* _Exercise aim_:
From the line that has "Query: riverbank" down to the final line of the listing below, transcribe every line exactly, and only those.

-------- Supplied records --------

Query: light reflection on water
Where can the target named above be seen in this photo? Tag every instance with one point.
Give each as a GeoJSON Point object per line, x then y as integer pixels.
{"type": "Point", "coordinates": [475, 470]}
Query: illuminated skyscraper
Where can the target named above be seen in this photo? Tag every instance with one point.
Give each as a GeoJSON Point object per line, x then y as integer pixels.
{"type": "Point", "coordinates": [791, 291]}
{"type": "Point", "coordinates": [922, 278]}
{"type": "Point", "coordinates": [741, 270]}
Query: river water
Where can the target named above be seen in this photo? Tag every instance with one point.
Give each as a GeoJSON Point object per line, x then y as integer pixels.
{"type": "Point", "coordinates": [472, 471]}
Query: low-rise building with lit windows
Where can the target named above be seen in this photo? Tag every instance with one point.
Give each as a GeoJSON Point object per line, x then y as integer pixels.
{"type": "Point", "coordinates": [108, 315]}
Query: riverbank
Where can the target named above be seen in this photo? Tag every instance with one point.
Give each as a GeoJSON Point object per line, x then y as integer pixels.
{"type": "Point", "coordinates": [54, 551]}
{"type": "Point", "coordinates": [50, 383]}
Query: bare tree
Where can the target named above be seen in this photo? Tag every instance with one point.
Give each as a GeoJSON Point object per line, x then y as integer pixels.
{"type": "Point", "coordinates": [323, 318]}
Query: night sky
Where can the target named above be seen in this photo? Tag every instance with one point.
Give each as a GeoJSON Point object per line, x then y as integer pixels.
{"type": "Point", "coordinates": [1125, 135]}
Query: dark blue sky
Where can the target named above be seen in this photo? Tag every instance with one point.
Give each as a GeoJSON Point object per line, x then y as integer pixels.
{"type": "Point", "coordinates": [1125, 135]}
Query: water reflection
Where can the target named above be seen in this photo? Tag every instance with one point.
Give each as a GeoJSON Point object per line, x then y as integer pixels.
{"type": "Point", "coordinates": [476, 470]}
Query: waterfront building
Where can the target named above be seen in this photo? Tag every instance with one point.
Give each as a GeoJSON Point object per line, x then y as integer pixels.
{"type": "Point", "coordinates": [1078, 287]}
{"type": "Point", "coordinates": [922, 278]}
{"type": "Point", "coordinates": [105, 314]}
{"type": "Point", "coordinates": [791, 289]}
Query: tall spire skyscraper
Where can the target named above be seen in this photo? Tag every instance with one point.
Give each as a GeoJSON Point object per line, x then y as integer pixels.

--------

* _Reply to the task_:
Query: riverbank
Where can the target named above be seen in this photo? Tag every instance with one point.
Give each as a GeoJSON Point object per line, x then y as integer pixels.
{"type": "Point", "coordinates": [54, 551]}
{"type": "Point", "coordinates": [50, 383]}
Query: bare tree
Where can the target named above be seen in this photo? Tag every instance with one point.
Give each as a GeoJSON Point object per line, x then y as integer pixels.
{"type": "Point", "coordinates": [323, 318]}
Query: night sky
Where can the target named above be seen in this photo? Tag every instance with one point.
Give each as a GeoJSON Point object per line, x then y as integer pixels.
{"type": "Point", "coordinates": [1125, 135]}
Query: dark blue sky
Where can the target named above be seen in this photo? Tag every instance with one point.
Give each as a GeoJSON Point object per line, x then y as integer pixels.
{"type": "Point", "coordinates": [1125, 135]}
Query: water reflection
Where can the target named above be seen in this photo? Tag every instance with one point.
Give each as a GeoJSON Point object per line, x then y as integer pixels.
{"type": "Point", "coordinates": [476, 470]}
Query: waterfront building
Where can the target named above be seen in this photo? Tag every instance with one point.
Give each as a GeoJSON Point object per line, x then y as integer pixels.
{"type": "Point", "coordinates": [1078, 287]}
{"type": "Point", "coordinates": [922, 278]}
{"type": "Point", "coordinates": [105, 314]}
{"type": "Point", "coordinates": [791, 289]}
Query: tall spire skyscraper
Where can the target named above be seen in this photo? Tag every instance with one point.
Give each as a GeoJSON Point object per line, x then y as integer pixels.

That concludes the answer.